──────── 입력 자료

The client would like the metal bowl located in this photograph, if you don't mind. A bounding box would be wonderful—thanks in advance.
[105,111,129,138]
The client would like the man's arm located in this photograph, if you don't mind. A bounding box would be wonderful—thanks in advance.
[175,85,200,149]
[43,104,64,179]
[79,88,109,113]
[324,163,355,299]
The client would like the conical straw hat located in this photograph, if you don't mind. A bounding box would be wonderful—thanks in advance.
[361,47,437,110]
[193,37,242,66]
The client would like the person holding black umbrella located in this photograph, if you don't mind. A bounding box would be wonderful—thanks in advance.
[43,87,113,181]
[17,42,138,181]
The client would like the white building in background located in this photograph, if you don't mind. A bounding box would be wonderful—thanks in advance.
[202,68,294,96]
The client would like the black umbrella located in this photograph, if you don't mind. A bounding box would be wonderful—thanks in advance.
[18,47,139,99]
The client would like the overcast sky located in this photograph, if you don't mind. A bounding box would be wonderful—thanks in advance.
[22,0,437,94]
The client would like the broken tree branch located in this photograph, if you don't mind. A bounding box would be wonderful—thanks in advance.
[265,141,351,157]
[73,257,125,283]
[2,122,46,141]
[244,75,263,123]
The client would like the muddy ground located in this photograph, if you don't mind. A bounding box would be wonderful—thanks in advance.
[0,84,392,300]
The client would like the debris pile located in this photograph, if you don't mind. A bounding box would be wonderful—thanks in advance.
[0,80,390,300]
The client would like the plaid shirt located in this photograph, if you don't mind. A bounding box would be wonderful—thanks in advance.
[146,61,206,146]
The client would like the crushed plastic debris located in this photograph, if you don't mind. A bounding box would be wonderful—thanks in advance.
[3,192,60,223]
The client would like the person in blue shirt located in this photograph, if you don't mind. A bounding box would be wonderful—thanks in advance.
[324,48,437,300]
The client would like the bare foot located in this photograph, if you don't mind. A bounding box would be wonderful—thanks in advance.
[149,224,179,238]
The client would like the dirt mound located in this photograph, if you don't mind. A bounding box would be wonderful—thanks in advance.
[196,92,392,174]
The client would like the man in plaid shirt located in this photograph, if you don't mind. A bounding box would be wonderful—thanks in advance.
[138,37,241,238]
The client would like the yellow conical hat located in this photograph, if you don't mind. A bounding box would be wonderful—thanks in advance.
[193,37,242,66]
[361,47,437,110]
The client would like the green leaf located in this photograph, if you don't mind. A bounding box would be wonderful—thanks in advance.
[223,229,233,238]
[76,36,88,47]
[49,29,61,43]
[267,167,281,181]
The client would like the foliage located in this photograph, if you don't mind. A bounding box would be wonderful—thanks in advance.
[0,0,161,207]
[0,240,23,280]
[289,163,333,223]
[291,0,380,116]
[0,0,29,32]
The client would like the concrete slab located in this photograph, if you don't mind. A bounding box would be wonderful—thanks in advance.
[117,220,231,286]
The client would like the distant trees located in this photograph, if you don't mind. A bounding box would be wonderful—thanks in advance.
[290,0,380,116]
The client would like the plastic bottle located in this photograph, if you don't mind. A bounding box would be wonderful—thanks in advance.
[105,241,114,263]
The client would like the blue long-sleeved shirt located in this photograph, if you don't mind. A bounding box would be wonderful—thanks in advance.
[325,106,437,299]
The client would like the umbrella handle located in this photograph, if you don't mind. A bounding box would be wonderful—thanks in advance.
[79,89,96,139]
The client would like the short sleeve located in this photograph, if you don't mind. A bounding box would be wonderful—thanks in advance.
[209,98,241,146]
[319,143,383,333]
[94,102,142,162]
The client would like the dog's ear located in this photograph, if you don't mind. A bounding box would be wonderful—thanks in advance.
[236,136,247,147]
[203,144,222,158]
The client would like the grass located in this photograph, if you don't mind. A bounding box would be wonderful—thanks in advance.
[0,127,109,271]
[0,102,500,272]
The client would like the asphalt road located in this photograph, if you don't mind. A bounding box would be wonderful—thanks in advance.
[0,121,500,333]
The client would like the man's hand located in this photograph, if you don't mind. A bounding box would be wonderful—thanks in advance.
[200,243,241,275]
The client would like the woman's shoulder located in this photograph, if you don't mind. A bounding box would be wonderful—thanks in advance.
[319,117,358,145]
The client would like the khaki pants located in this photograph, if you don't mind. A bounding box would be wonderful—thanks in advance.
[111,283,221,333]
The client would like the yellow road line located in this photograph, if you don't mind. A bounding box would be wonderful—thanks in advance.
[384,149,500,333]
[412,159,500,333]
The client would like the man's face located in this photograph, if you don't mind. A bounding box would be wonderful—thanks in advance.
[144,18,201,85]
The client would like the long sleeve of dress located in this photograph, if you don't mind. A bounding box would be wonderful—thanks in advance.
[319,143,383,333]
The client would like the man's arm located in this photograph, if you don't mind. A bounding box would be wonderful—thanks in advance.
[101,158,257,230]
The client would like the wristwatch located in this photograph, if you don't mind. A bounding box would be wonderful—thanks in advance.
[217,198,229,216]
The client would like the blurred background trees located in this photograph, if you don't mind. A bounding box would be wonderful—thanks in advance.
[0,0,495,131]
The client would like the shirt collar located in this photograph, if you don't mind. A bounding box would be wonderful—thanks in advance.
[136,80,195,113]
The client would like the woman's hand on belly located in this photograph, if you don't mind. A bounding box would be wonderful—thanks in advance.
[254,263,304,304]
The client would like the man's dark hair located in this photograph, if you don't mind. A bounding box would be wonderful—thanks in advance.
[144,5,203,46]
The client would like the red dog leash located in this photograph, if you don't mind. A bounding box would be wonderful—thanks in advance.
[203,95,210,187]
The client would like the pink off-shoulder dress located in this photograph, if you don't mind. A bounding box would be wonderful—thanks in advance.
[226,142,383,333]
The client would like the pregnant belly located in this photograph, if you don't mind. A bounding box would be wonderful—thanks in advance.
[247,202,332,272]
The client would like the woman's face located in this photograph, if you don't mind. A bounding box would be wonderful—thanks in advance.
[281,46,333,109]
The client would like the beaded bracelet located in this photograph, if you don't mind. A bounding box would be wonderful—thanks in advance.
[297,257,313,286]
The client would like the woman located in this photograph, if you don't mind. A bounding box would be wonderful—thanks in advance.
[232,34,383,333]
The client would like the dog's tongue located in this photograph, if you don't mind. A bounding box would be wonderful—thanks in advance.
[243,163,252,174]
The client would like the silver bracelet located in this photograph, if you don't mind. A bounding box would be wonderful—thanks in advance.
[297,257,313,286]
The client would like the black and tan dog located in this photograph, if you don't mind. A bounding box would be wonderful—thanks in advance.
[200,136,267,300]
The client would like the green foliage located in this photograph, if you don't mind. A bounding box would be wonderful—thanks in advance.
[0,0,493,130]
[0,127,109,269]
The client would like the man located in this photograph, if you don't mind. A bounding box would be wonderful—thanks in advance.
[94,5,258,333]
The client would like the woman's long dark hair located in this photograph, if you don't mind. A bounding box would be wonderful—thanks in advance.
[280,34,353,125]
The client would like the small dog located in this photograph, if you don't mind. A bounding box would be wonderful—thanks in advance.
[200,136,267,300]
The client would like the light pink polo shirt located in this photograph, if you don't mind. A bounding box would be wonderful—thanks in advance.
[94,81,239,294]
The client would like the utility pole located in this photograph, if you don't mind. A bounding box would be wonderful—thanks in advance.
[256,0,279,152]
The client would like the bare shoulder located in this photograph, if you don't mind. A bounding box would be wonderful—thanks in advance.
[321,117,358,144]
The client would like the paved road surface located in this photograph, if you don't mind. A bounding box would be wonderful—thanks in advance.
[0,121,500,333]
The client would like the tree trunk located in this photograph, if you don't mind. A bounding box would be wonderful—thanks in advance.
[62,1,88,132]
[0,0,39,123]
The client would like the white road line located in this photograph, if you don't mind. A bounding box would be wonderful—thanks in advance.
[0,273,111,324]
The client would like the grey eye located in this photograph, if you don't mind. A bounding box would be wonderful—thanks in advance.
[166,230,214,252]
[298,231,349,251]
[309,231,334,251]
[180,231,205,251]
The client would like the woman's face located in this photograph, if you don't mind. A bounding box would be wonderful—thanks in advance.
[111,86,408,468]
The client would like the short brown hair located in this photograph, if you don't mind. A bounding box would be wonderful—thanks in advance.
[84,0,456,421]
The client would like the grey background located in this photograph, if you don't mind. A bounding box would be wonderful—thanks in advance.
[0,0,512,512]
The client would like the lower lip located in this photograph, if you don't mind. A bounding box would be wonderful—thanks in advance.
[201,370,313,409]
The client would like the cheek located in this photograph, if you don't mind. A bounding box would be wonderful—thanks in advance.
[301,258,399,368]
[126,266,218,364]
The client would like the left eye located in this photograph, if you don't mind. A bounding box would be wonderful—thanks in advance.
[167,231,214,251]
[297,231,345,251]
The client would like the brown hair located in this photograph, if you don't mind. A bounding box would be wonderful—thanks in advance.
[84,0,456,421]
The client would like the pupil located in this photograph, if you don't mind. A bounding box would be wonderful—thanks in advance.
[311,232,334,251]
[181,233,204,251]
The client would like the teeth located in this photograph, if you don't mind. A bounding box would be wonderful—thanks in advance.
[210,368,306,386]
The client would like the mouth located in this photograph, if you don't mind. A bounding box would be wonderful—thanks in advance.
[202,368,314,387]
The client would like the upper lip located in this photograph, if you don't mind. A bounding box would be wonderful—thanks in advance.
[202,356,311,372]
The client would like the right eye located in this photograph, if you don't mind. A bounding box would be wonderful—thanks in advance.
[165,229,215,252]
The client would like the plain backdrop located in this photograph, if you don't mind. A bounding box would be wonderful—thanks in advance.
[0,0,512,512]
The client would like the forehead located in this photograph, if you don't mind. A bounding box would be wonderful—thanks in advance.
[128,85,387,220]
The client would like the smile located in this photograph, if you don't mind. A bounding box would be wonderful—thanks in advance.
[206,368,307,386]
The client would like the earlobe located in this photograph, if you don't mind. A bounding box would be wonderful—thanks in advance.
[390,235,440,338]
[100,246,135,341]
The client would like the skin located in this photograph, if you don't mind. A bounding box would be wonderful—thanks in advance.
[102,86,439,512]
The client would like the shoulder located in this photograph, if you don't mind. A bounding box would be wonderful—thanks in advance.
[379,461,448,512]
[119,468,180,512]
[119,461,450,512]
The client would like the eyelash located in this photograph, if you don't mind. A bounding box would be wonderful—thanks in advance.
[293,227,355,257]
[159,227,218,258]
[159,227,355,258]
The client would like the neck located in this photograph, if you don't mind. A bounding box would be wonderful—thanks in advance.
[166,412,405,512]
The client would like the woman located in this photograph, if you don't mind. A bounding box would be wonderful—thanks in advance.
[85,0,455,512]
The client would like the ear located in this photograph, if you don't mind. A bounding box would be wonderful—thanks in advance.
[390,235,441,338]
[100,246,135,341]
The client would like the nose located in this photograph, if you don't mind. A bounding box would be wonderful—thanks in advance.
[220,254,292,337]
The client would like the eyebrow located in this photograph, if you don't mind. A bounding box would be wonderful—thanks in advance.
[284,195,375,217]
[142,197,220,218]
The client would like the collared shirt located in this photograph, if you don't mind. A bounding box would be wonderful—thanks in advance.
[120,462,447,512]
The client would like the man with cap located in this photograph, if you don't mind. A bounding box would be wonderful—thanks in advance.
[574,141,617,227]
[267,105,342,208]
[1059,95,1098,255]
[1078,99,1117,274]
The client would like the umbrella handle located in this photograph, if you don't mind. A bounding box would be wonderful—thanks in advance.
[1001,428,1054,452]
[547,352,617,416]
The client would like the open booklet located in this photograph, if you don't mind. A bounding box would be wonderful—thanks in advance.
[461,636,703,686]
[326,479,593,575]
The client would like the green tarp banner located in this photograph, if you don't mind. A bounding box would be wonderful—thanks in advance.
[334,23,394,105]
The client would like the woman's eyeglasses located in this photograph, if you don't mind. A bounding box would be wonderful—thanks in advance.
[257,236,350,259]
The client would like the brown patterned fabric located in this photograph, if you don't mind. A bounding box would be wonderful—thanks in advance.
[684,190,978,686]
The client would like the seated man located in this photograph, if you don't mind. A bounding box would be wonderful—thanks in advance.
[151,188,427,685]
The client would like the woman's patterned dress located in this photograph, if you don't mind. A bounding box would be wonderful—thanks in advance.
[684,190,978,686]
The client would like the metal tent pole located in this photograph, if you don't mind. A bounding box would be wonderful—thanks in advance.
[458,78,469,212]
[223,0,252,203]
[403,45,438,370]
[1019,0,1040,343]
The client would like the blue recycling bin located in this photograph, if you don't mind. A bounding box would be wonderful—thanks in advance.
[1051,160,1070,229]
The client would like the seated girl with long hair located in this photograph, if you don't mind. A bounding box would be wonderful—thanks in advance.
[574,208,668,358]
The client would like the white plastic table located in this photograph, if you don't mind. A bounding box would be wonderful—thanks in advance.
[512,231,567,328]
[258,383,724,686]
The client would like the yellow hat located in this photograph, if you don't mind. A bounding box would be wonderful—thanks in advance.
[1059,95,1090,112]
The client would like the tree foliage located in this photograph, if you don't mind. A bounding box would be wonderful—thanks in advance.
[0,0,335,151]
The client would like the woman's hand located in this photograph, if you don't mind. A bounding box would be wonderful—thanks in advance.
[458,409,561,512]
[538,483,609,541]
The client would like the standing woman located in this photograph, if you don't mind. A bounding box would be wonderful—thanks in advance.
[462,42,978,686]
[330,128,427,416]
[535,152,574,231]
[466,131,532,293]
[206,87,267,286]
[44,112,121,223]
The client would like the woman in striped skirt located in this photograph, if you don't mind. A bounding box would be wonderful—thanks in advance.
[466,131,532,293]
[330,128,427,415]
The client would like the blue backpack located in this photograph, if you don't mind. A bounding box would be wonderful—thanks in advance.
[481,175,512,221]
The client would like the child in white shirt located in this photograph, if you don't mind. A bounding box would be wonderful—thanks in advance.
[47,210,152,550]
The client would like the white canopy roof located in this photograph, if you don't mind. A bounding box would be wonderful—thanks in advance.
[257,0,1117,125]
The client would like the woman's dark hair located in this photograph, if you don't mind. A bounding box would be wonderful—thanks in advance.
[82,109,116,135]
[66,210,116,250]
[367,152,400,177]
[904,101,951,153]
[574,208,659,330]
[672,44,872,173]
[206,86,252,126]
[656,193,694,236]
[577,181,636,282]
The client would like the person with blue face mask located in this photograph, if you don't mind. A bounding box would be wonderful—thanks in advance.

────────────────

요구 사항: 위 항목에서 "The client would like the grey eye" 문구가 있는 줄부터 "[180,231,205,251]" 문구가 있는 줄까지, 양 끝 줄을 포함해 한 글자도 바꾸지 말고 다시 적으세요.

과제 답안:
The client would like the grey eye located in this photograph, if you don't mind. A bounding box would be wonderful—thanks in advance.
[166,230,214,252]
[298,231,349,251]
[309,231,334,251]
[180,231,205,251]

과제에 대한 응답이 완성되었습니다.